_SOURCE PASSAGE_
* * *

The BONK.fun platform has restored its website following a domain hijack last week. The team confirmed the incident resulted from a social engineering attack on its third-party domain provider and caused approximately $30,000 in user losses. No internal systems were compromised. The team stated it will reimburse affected users at 110% of their losses, covering both direct losses and opportunity costs.
The memecoin launchpad BONK.fun is back online after a domain hijack last week. In an update shared on 20 March, the team attributed the breach to a social engineering exploit targeting its domain service provider.
The provider has since accepted responsibility for the incident. The team emphasized there was no compromise of BONK. fun’s internal systems, codebase, or team accounts.
The attackers used their control to deploy a phishing interface that prompted users to sign malicious transactions. Earlier reports linked the attack to a fake terms-of-service signature request enabling unauthorized wallet access.

* * *

_Natural-language object grounding data_

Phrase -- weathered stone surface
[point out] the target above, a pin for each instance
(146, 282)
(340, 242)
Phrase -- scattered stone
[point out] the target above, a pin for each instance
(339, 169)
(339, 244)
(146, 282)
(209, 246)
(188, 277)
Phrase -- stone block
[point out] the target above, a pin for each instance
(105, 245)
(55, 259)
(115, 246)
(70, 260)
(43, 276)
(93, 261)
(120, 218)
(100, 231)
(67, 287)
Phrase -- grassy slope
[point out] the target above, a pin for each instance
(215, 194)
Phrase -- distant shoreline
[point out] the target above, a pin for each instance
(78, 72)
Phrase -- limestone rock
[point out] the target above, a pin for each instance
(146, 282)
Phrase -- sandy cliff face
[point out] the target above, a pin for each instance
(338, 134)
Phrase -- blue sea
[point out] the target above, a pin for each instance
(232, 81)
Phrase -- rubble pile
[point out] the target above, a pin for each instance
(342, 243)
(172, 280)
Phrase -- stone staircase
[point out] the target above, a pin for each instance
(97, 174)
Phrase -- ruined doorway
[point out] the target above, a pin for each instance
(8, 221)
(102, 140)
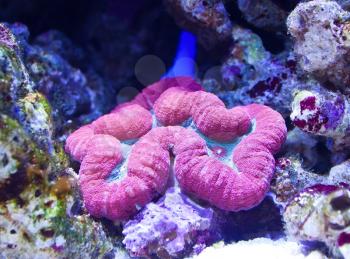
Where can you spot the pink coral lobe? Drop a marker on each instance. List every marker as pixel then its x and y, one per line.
pixel 173 101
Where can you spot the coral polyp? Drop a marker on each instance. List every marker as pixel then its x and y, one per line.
pixel 173 102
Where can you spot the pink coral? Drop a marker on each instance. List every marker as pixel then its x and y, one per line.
pixel 174 101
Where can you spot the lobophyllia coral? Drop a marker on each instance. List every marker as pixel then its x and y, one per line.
pixel 98 148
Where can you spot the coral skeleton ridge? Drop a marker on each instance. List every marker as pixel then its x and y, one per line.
pixel 173 101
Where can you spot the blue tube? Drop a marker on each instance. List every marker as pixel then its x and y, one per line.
pixel 184 64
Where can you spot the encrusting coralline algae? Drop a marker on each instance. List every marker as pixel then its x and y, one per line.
pixel 195 163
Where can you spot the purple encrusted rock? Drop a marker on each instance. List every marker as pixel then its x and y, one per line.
pixel 323 113
pixel 174 226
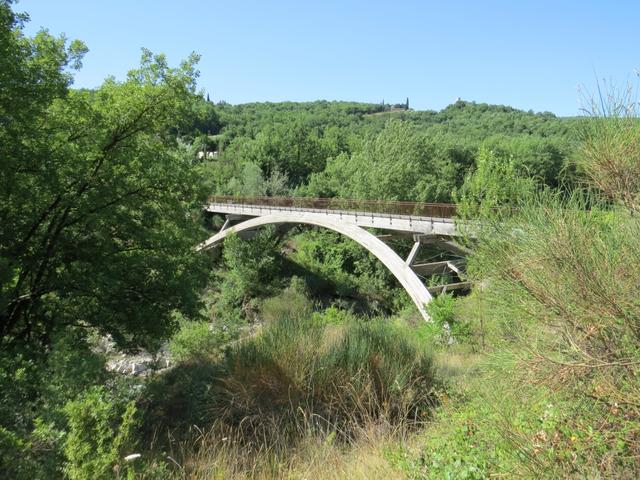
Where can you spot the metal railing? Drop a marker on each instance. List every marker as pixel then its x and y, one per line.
pixel 385 207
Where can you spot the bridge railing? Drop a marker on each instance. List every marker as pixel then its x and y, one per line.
pixel 415 209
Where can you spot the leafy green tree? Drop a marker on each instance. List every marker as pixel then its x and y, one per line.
pixel 252 265
pixel 494 184
pixel 96 205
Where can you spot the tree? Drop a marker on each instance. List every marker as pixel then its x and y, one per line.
pixel 96 204
pixel 494 183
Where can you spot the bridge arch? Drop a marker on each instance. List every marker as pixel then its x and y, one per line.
pixel 396 265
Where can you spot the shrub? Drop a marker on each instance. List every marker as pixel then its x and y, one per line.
pixel 100 435
pixel 299 374
pixel 196 339
pixel 560 282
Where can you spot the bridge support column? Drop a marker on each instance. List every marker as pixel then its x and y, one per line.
pixel 413 253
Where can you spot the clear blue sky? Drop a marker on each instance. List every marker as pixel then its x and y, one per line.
pixel 528 54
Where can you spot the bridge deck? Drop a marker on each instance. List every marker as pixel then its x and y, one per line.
pixel 420 218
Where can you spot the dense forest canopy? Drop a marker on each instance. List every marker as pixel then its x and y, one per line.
pixel 310 149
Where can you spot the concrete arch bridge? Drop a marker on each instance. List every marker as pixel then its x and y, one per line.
pixel 425 223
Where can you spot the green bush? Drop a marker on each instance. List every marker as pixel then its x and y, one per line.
pixel 196 339
pixel 100 435
pixel 301 374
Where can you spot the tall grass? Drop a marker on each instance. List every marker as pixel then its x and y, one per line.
pixel 561 281
pixel 303 395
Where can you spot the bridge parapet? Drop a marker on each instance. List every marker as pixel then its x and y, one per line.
pixel 443 211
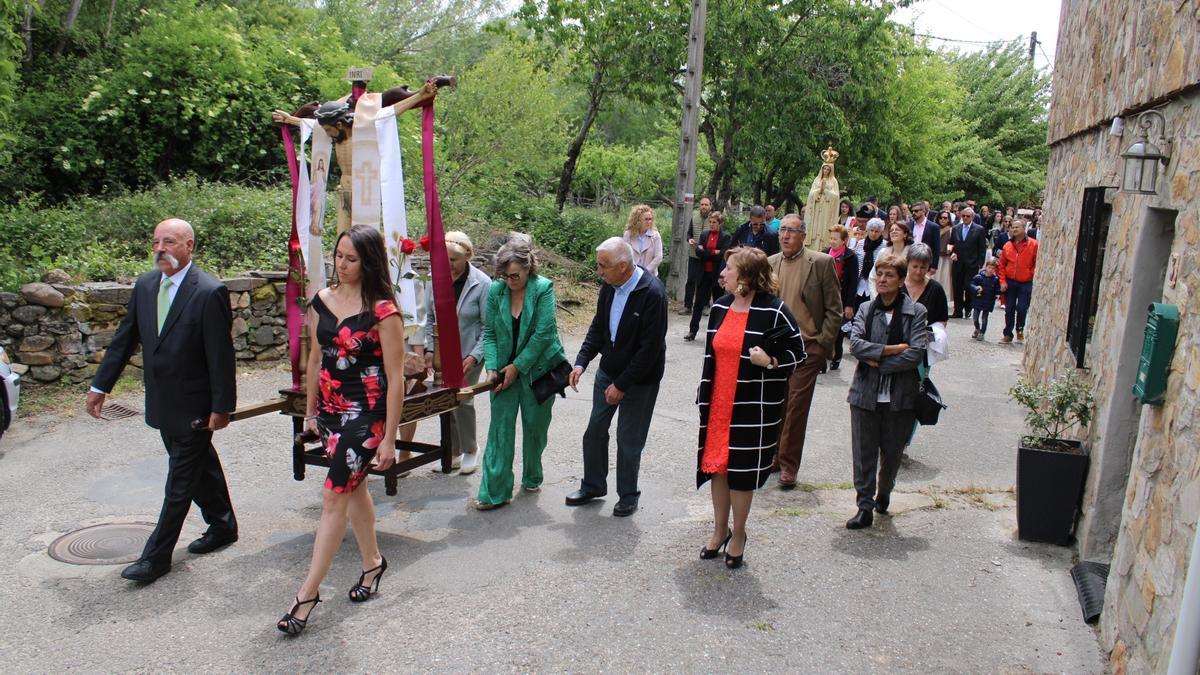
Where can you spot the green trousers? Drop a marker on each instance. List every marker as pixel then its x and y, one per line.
pixel 496 485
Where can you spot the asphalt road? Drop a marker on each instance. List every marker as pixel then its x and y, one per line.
pixel 941 586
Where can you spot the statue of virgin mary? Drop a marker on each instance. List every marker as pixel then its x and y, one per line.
pixel 821 210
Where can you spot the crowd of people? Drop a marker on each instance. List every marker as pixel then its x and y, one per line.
pixel 779 314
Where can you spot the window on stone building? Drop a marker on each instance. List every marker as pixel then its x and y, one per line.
pixel 1085 291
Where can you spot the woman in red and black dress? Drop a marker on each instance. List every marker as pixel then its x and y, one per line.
pixel 742 394
pixel 711 250
pixel 355 386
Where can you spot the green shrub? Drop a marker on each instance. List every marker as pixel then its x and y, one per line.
pixel 237 228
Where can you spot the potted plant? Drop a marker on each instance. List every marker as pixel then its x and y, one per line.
pixel 1051 470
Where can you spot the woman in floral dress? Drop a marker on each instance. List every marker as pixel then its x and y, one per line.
pixel 355 396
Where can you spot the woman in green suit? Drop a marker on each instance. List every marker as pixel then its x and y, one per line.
pixel 520 345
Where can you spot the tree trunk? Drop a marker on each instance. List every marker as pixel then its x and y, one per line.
pixel 595 94
pixel 28 33
pixel 108 27
pixel 67 24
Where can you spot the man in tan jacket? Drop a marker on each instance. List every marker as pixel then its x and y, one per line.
pixel 809 286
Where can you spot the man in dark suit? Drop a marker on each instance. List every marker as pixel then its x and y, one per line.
pixel 970 244
pixel 925 231
pixel 754 233
pixel 629 334
pixel 181 318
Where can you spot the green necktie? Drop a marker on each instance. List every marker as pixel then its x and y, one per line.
pixel 163 302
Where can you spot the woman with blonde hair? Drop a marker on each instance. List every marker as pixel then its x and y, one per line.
pixel 754 345
pixel 645 238
pixel 471 287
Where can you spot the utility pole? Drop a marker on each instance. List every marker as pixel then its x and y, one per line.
pixel 685 175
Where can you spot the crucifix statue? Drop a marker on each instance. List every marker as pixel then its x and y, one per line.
pixel 336 118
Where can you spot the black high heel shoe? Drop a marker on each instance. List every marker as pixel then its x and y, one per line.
pixel 360 592
pixel 291 623
pixel 709 554
pixel 735 561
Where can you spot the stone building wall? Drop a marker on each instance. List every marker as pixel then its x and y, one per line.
pixel 59 332
pixel 1116 55
pixel 1116 58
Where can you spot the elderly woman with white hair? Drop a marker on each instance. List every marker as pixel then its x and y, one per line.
pixel 471 286
pixel 521 345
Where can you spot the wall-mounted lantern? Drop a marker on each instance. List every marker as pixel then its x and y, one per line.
pixel 1141 159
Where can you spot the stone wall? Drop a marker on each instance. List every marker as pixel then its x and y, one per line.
pixel 1117 55
pixel 55 330
pixel 1156 471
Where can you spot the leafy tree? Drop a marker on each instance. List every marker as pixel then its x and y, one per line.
pixel 627 45
pixel 1007 102
pixel 503 127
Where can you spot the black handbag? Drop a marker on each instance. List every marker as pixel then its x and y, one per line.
pixel 929 404
pixel 553 382
pixel 774 338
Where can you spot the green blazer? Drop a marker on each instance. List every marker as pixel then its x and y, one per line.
pixel 538 345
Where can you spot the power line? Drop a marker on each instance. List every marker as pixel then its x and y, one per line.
pixel 960 41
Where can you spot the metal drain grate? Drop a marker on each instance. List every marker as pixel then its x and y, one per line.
pixel 1090 578
pixel 117 411
pixel 113 543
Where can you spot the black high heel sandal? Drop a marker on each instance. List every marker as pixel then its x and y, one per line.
pixel 360 592
pixel 735 561
pixel 291 623
pixel 709 554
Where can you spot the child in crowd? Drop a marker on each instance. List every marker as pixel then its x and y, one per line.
pixel 983 288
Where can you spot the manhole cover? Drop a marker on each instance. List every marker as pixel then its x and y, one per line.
pixel 117 411
pixel 112 543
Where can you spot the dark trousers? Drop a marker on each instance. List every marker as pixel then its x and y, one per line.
pixel 801 386
pixel 1017 304
pixel 981 320
pixel 689 288
pixel 877 440
pixel 193 475
pixel 633 425
pixel 961 274
pixel 707 290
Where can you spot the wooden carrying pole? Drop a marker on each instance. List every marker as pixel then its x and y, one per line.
pixel 685 177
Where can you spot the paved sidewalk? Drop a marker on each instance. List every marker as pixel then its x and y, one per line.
pixel 941 586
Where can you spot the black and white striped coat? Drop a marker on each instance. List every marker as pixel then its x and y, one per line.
pixel 760 395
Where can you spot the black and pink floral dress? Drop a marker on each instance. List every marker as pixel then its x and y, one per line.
pixel 352 401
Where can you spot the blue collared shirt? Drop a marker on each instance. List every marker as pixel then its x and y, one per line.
pixel 619 298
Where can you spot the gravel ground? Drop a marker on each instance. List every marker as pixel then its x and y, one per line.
pixel 942 585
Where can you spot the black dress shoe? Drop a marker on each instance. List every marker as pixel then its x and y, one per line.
pixel 211 542
pixel 581 497
pixel 862 519
pixel 624 508
pixel 144 571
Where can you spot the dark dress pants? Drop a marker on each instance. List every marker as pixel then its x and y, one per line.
pixel 689 288
pixel 707 290
pixel 960 274
pixel 633 425
pixel 193 473
pixel 877 438
pixel 1017 305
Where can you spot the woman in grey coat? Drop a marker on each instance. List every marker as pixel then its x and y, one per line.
pixel 888 338
pixel 471 287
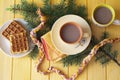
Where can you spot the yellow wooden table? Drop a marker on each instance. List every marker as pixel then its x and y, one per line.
pixel 24 68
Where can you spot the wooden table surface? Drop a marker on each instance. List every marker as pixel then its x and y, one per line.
pixel 24 68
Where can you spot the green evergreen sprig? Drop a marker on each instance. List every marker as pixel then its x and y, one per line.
pixel 52 13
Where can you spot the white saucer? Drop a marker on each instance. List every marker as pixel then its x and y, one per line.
pixel 69 49
pixel 5 44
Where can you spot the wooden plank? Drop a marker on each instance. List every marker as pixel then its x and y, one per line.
pixel 95 70
pixel 44 66
pixel 74 68
pixel 21 66
pixel 34 74
pixel 113 70
pixel 5 61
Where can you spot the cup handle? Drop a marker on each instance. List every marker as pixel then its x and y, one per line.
pixel 116 22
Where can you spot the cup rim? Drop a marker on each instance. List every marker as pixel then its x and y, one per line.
pixel 108 7
pixel 80 31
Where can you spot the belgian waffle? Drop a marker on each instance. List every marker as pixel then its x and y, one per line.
pixel 19 43
pixel 13 28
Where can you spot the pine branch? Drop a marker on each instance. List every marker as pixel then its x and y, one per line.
pixel 33 54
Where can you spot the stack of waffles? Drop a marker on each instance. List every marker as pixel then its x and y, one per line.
pixel 16 34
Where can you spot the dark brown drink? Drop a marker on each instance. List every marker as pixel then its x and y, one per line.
pixel 70 32
pixel 102 15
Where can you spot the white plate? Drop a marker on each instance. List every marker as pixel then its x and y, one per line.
pixel 69 49
pixel 5 44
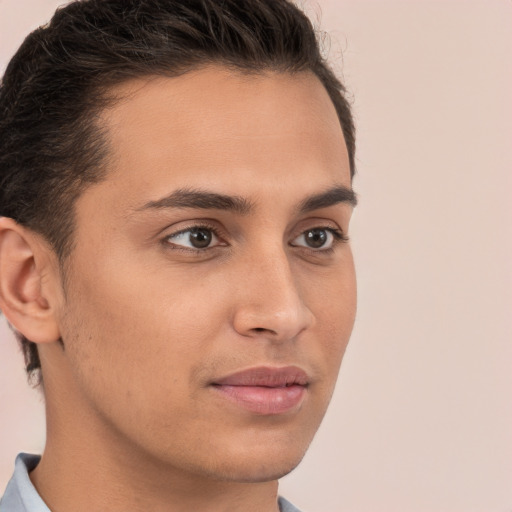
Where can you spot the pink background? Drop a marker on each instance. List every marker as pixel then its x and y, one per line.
pixel 422 417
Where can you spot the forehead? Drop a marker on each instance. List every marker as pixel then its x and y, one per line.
pixel 224 129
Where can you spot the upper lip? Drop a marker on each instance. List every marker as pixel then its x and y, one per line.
pixel 267 377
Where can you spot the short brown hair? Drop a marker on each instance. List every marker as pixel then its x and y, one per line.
pixel 54 87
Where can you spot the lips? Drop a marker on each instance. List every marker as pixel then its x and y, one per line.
pixel 264 390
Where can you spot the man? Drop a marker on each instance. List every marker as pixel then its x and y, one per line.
pixel 175 200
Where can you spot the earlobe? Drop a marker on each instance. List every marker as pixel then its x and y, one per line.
pixel 27 304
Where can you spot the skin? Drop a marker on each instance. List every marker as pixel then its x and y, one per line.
pixel 148 323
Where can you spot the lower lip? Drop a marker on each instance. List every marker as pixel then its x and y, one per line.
pixel 264 400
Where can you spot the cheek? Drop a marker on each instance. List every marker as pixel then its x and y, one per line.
pixel 138 333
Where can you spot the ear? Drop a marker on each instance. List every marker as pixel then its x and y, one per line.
pixel 28 282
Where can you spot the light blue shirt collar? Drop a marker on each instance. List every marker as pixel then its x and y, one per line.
pixel 21 496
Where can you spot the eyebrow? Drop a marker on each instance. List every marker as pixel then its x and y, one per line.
pixel 192 198
pixel 331 197
pixel 201 199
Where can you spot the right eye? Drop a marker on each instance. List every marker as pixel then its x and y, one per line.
pixel 198 237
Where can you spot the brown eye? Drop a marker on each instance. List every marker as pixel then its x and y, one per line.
pixel 194 238
pixel 321 239
pixel 316 238
pixel 200 238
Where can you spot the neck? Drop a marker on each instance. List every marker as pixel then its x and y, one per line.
pixel 87 467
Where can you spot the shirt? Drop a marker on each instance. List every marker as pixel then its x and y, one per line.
pixel 21 496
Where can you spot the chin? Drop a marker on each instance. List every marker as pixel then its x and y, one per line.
pixel 257 467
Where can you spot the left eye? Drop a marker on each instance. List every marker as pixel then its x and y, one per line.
pixel 195 238
pixel 317 238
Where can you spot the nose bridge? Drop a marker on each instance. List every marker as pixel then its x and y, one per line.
pixel 271 302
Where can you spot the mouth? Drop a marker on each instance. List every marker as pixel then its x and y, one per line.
pixel 265 390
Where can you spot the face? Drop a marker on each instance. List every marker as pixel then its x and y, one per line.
pixel 211 293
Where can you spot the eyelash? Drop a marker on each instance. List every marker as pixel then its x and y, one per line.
pixel 338 235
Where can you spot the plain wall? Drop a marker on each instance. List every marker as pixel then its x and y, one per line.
pixel 421 420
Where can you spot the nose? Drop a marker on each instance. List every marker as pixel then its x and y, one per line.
pixel 269 303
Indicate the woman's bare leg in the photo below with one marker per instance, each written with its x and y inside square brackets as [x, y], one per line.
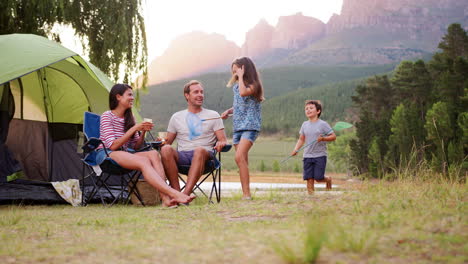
[155, 160]
[143, 164]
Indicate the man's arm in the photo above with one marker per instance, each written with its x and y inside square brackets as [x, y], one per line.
[222, 141]
[170, 138]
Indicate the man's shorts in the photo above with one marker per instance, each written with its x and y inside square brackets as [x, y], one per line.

* * *

_PROBLEM 1_
Reproduce the portion of the BONK.fun article between "The BONK.fun platform" and "domain service provider.", inclusive.
_PROBLEM 2_
Write the next portion of the article on the BONK.fun domain hijack, picking up after its last sentence.

_REPLY 1_
The BONK.fun platform has restored its website following a domain hijack last week. The team confirmed the incident resulted from a social engineering attack on its third-party domain provider and caused approximately $30,000 in user losses. No internal systems were compromised. The team stated it will reimburse affected users at 110% of their losses, covering both direct losses and opportunity costs.
The memecoin launchpad BONK.fun is back online after a domain hijack last week. In an update shared on 20 March, the team attributed the breach to a social engineering exploit targeting its domain service provider.

_REPLY 2_
Losses from the breach have been revised to $30,000. In response, the team said it will reimburse affected users at 110% of their losses.
The unauthorized domain transfer to an external registrar delayed the recovery effort. Full functionality, including wallet integrations, returned by 19 March.
Wallet providers including Phantom, MetaMask, and Solflare helped flag the compromised domain. Some antivirus providers continue to flag the primary domain, so an alternative domain remains available.
Market reaction has been muted with BONK continuing a broader downtrend. The token was trading near $0.0000059, showing limited recovery momentum.